• _Short problem_
Please filter the entries below down to the lines that contain the string "hind", copying each matching line unchanged.
** START OF Data to process **
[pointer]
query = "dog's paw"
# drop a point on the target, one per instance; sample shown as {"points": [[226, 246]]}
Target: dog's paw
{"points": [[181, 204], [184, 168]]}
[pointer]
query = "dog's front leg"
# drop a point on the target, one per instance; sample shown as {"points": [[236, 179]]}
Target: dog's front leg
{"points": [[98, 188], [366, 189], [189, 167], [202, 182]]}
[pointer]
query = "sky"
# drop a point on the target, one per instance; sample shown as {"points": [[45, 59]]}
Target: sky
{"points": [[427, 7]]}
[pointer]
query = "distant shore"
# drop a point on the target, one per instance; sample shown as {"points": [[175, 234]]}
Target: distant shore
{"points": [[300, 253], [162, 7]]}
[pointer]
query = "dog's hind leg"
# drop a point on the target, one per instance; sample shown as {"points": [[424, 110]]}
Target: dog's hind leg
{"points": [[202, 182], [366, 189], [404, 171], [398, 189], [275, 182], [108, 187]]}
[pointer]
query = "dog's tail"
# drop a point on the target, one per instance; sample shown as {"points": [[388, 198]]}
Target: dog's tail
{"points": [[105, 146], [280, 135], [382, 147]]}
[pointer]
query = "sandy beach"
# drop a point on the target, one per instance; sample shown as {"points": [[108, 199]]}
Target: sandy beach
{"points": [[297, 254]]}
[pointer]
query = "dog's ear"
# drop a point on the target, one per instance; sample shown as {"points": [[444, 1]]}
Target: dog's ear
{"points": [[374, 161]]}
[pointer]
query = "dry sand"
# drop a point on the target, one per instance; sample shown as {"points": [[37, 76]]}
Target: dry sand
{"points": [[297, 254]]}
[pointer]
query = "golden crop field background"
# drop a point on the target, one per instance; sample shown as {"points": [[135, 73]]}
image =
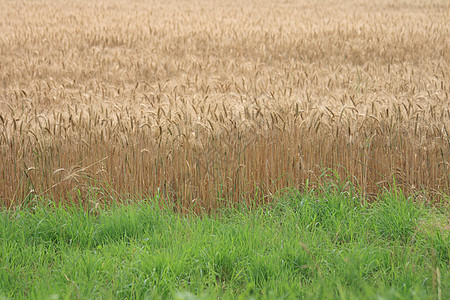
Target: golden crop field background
{"points": [[206, 100]]}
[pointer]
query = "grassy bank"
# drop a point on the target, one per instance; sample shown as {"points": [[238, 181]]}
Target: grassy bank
{"points": [[313, 245]]}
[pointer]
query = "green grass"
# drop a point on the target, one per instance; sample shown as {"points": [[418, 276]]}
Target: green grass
{"points": [[315, 245]]}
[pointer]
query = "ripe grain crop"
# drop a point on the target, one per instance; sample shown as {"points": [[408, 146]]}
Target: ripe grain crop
{"points": [[205, 100]]}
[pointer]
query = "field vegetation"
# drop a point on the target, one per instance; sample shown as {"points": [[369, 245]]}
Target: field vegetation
{"points": [[314, 245], [204, 100]]}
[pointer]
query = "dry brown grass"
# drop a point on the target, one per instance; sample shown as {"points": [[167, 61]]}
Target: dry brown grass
{"points": [[200, 99]]}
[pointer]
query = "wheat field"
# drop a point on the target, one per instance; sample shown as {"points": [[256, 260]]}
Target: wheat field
{"points": [[203, 101]]}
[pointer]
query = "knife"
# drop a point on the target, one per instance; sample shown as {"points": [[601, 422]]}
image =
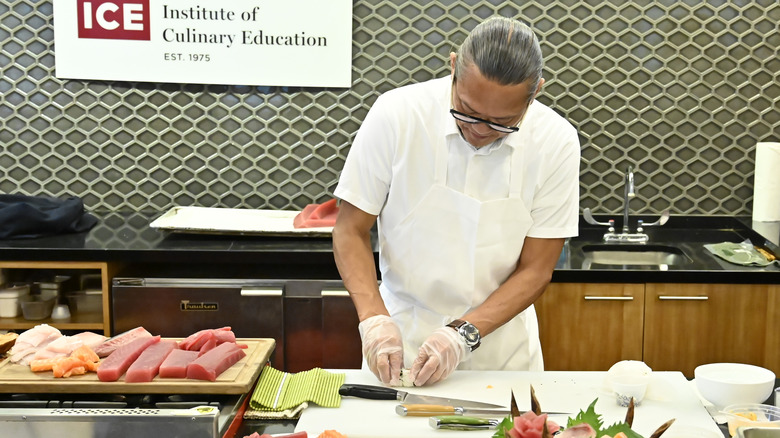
** END OF Data to process **
• _Reply_
query = "dog's hind leg"
Target: dog's hind leg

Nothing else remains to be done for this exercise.